_Data extract_:
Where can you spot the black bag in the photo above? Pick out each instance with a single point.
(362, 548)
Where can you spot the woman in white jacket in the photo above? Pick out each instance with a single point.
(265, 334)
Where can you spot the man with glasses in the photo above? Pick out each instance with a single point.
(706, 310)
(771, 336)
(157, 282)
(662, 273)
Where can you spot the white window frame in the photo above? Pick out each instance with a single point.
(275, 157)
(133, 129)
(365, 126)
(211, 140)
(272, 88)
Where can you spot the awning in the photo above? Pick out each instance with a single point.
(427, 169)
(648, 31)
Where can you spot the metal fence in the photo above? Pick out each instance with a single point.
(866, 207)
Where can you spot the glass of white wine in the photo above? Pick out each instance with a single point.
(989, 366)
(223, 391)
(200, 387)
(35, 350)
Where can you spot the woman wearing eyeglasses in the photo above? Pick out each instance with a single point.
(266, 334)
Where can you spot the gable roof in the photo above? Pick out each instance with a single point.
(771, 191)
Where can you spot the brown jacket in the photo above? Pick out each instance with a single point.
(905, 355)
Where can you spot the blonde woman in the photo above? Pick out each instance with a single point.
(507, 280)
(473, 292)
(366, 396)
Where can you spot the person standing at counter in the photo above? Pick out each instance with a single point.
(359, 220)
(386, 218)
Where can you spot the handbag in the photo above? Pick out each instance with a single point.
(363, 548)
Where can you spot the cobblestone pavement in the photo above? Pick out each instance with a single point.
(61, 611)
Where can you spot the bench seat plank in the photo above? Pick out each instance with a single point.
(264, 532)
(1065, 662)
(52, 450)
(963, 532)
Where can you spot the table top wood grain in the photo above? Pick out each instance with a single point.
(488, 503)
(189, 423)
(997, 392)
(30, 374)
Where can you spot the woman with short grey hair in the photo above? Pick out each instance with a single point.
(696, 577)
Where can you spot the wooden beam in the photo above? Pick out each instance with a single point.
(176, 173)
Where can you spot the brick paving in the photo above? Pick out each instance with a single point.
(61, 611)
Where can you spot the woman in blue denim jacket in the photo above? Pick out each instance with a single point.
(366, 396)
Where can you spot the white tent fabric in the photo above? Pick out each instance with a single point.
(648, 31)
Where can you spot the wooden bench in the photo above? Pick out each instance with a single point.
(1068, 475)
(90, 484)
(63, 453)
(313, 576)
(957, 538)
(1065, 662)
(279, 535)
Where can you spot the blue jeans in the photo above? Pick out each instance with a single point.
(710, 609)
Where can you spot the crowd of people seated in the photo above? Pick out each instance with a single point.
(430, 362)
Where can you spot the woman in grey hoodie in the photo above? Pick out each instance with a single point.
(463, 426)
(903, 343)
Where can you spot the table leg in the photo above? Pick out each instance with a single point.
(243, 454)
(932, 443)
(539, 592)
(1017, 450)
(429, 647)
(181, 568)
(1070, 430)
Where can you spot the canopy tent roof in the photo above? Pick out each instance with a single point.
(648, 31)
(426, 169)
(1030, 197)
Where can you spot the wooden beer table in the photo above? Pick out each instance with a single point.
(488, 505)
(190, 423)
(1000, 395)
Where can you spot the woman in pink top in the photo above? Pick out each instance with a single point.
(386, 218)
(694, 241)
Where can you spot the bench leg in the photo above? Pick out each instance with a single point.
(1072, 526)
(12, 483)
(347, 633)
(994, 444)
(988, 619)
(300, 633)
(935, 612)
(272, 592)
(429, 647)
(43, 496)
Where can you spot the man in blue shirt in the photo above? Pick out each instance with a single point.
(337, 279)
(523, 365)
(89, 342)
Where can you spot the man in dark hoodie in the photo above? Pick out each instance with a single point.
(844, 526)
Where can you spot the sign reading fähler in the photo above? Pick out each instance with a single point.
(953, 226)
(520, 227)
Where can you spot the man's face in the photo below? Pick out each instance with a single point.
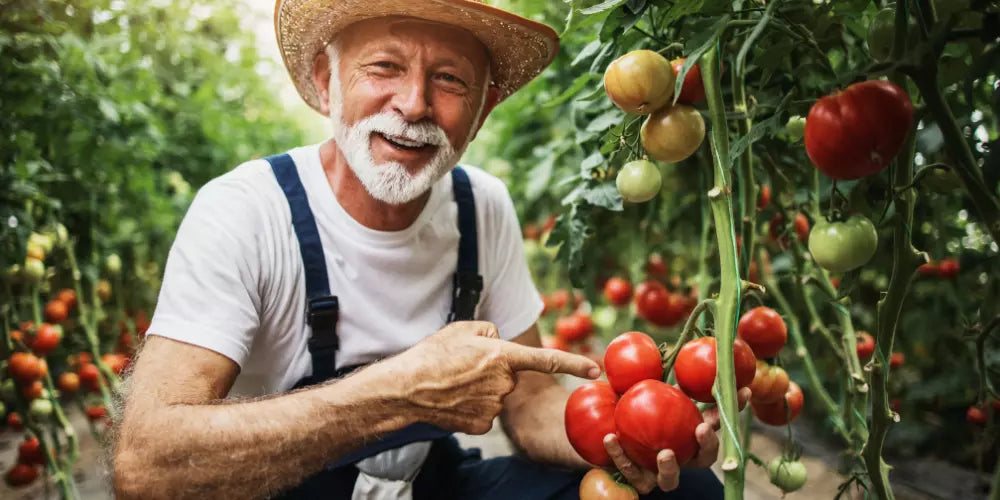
(405, 98)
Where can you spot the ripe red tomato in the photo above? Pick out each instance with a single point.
(30, 452)
(866, 345)
(56, 311)
(24, 367)
(948, 268)
(630, 358)
(21, 475)
(590, 415)
(775, 413)
(975, 415)
(765, 331)
(769, 384)
(896, 360)
(858, 132)
(618, 291)
(692, 90)
(765, 197)
(654, 416)
(695, 367)
(67, 296)
(597, 484)
(46, 339)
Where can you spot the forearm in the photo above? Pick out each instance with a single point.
(246, 449)
(535, 422)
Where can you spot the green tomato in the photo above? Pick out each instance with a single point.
(842, 246)
(41, 409)
(639, 181)
(796, 127)
(789, 475)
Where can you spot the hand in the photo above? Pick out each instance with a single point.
(668, 475)
(457, 378)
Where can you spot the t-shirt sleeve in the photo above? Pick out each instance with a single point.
(510, 299)
(209, 296)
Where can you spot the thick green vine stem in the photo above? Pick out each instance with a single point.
(727, 306)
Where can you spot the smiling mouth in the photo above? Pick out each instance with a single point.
(404, 144)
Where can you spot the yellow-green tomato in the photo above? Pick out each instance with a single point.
(789, 475)
(639, 181)
(842, 246)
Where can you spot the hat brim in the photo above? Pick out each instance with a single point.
(520, 48)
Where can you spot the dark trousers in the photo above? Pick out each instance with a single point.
(453, 473)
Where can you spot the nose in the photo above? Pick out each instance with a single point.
(412, 101)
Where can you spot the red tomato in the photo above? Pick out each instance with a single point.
(590, 415)
(769, 384)
(896, 360)
(68, 383)
(46, 339)
(975, 415)
(858, 132)
(597, 484)
(775, 413)
(654, 416)
(67, 296)
(765, 331)
(21, 475)
(30, 452)
(24, 367)
(765, 197)
(692, 90)
(56, 311)
(618, 291)
(655, 266)
(948, 268)
(632, 357)
(695, 367)
(866, 345)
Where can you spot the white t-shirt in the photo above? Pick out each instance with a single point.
(234, 280)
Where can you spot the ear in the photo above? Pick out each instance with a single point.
(321, 81)
(492, 99)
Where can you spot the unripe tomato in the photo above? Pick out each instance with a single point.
(673, 133)
(975, 415)
(769, 384)
(858, 132)
(639, 82)
(24, 367)
(46, 339)
(775, 413)
(865, 345)
(788, 475)
(630, 358)
(654, 416)
(56, 311)
(692, 90)
(597, 484)
(68, 383)
(695, 367)
(842, 246)
(21, 475)
(68, 297)
(618, 291)
(948, 268)
(764, 330)
(590, 415)
(29, 452)
(639, 181)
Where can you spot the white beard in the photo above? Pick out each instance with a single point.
(389, 182)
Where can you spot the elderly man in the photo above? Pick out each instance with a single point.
(351, 272)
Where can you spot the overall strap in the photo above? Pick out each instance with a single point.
(467, 285)
(322, 308)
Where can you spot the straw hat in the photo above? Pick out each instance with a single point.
(520, 48)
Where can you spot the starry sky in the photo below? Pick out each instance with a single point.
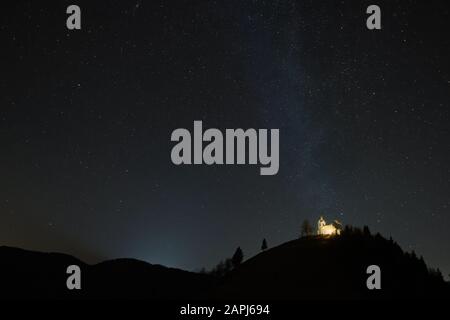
(86, 118)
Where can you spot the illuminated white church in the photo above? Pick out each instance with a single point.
(328, 229)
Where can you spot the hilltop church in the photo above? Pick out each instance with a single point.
(325, 229)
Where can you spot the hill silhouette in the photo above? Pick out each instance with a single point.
(307, 268)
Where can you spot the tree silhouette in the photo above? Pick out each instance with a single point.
(264, 245)
(306, 229)
(237, 258)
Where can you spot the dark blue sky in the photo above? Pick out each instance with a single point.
(86, 118)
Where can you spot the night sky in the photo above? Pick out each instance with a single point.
(86, 118)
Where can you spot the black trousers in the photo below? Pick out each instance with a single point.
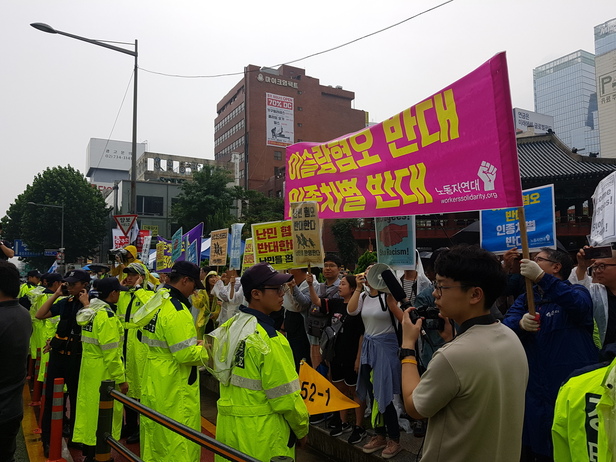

_Task description_:
Switch "Pick out" to "Mark" wherever it occurs in the lines above, keeping all other wording unchanged, and give every line again. Omit the pictures from your answer.

_Output below_:
Where can you spot the black bag in the photo above? Mark each instance with a single point.
(362, 548)
Where can you spot the woman in white jacket in the photo above? Mark each instance with a single point.
(265, 334)
Where can you spot the man with glasses in the photo above? Mark each instance with a single point.
(706, 310)
(771, 336)
(157, 282)
(662, 273)
Where can you spot the white window frame in the photo above? Mark each instance with a single point.
(275, 157)
(133, 129)
(365, 126)
(211, 140)
(272, 88)
Where can you spot the awning in the photo above? Mark each instance with a single point.
(427, 169)
(648, 31)
Where can you spot the metal fence in the photo above? Mark each instance with a single point.
(866, 207)
Where can you spot the glass of white wine in the photo above? Mark each instance with a single point.
(989, 366)
(223, 391)
(200, 387)
(35, 350)
Where can you spot the woman wearing eyeglasses in the photo above? Mark each instance with a single point.
(266, 334)
Where can you spot the gable roof in the photo above? Mark each instance with a single point.
(771, 191)
Where can you spot the brown jacket in the photo above? Mark each instance with a single point.
(905, 355)
Where can you spot the blonde woman in the photo above? Mark each instance with a single point.
(507, 280)
(473, 292)
(366, 396)
Where can you spot the person standing at counter in the photo above? Mark each instance with a single point.
(359, 220)
(386, 218)
Where can you spot the handbag in the photo above? Mark each instance with a single point.
(363, 548)
Where can you spot the cobblestone pavement in the photo above? Mark each instance with a single point.
(61, 611)
Where can you spot the bench seat plank in the photo above? Mark each instance with a single point.
(264, 532)
(1065, 662)
(52, 450)
(963, 532)
Where can you spot the table top wood grain in the photo above? Mark each instance with a single point.
(488, 503)
(189, 423)
(997, 392)
(30, 374)
Where can you spot the woman with short grey hair in the photo above? Mark each instance with a single point.
(696, 577)
Where can you spot the wooden beam in the photo above? Mark each instance with a single point.
(176, 173)
Where can you spot the brick paving in the photo above? Mark each instance with a single point.
(61, 611)
Where can you spot the woman in blue denim jacket in the photo above? Mark each instance with a single point.
(366, 396)
Where can you spot the white tent fabric in the photo above? Mark each instance with a single point.
(648, 31)
Where can you spot the wooden bench in the photo above? Mark each instance with a single point.
(1068, 475)
(90, 484)
(63, 453)
(313, 576)
(957, 538)
(1065, 662)
(279, 535)
Where can you spot the blue jeans in the photo above? Mark each instance with a single point.
(710, 609)
Where can you spot the crowd of people seated in the photo above? Mark each instance with a single point.
(430, 362)
Where can you spot the woman in grey hoodie in the photo above? Mark each instance with a single point.
(463, 426)
(903, 343)
Where can you spot the table leg in the photo above? Mark each instance with a single point.
(243, 454)
(932, 443)
(539, 592)
(1017, 450)
(429, 647)
(181, 568)
(1070, 430)
Where can you spot the canopy tent roof in the photo above? Mark each instance with a single point.
(648, 31)
(426, 169)
(1030, 197)
Where can you spot the wooden beer table in the photo above? Mark each instance with a single point.
(488, 505)
(190, 423)
(1000, 395)
Where can you spot the woman in pink top in the photo above? Mark each instance with a single point.
(386, 218)
(694, 241)
Where can you spot the bench leg in the photo above? Mark each instance with a single point.
(1072, 526)
(12, 483)
(347, 633)
(994, 444)
(988, 619)
(300, 633)
(935, 612)
(272, 592)
(429, 647)
(43, 496)
Where can you spot the man in blue shirt in the photo above? Mark each instance with a single point.
(337, 279)
(523, 365)
(89, 342)
Where can you spot the man in dark hoodie in the photo above? Mark each instance with a single point.
(844, 526)
Where can you spot the sign reading fähler in the photo above? Mark each instance with a single point.
(953, 226)
(520, 227)
Where can you spot the man's face in the photo below? Mark each instance with a single point.
(405, 98)
Where can you spot the ripe red tomato in the photo above? Mark each instance with a single point.
(30, 452)
(866, 345)
(56, 311)
(24, 367)
(948, 268)
(630, 358)
(21, 475)
(590, 415)
(775, 413)
(975, 415)
(765, 331)
(769, 384)
(896, 360)
(858, 132)
(618, 291)
(692, 90)
(765, 197)
(654, 416)
(695, 367)
(67, 296)
(597, 484)
(46, 339)
Where can you spot the forearm in the photo above? Mark each instance with a single point.
(246, 449)
(535, 422)
Where can you spot the green tomato in the photo above? Mark each instance with a single point.
(842, 246)
(41, 409)
(639, 181)
(796, 127)
(789, 475)
Where can you spot the hand in the photo above? Mark each instance with a single point.
(668, 475)
(457, 378)
Where can you spot the t-shirt sleeve in the photo above? Mark each instance with a single point.
(510, 299)
(209, 296)
Where can you spot the thick green vine stem in the photo above? Mark each instance with a single point.
(727, 306)
Where can you spot the smiling mouth in the photo above? Mark each instance with a single point.
(404, 144)
Where can you spot the yellow-green tomato in the photo above? Mark each instance with a single point.
(789, 475)
(639, 181)
(842, 246)
Where can you spot the hat brim in the photo above? Mark each instance with a single point.
(520, 48)
Where can you spot the dark trousers in the photo above? Mark each instance with a single point.
(453, 473)
Where can you spot the nose in the photo above? Mark each instance with a single point.
(412, 101)
Where can you spot the red tomato in the photo above? Mark each instance with a single point.
(590, 415)
(769, 384)
(896, 360)
(68, 383)
(46, 339)
(975, 415)
(858, 132)
(597, 484)
(775, 413)
(654, 416)
(67, 296)
(765, 331)
(21, 475)
(30, 452)
(24, 367)
(765, 197)
(692, 90)
(56, 311)
(618, 291)
(655, 266)
(948, 268)
(632, 357)
(695, 367)
(866, 345)
Where can you spot the white t-shirt in the photo above? Mark each instance with a single point.
(234, 280)
Where can you spot the ear in the photo above? Mark each instance with a single point.
(321, 81)
(492, 99)
Where can you spot the unripe tomato in the photo above? Mark each instance with a single point.
(673, 133)
(975, 415)
(769, 384)
(858, 132)
(639, 82)
(24, 367)
(46, 339)
(775, 413)
(865, 345)
(788, 475)
(630, 358)
(654, 416)
(56, 311)
(692, 90)
(597, 484)
(68, 383)
(695, 367)
(842, 246)
(21, 475)
(68, 297)
(618, 291)
(948, 268)
(764, 330)
(590, 415)
(29, 452)
(639, 181)
Where can you spot the white beard in the photo above? Mark each instance with a single point.
(389, 182)
Where can you spot the elderly man in the photo above? Mark each instance with a single point.
(351, 272)
Where can you spot the overall strap in the photo above? Mark each instance with a single point.
(467, 285)
(322, 308)
Where can you spot the straw hat in the photo above? Mark each instance with a single point.
(520, 48)
Where can you spot the starry sky in the photo below? Mark each instance with a single point.
(86, 118)
Where can you spot the illuminated white church in the photo above? Mark each instance with a single point.
(328, 229)
Where can you spot the hilltop church in the photo above? Mark each instance with a single point.
(325, 229)
Where can you spot the hill silhouette in the photo above? Mark each instance with a single point.
(307, 268)
Where can you spot the tree silhouette in the photo above? Mark each instance with a single point.
(264, 245)
(306, 229)
(237, 258)
Where can you spot the dark blue sky in the photo above? Mark each instance with a single point.
(86, 118)
Where can you spot the night sky in the photo above? Mark each instance with a single point.
(86, 118)
Where can you spot the black trousers in the photo below? Mark each instance with a single point.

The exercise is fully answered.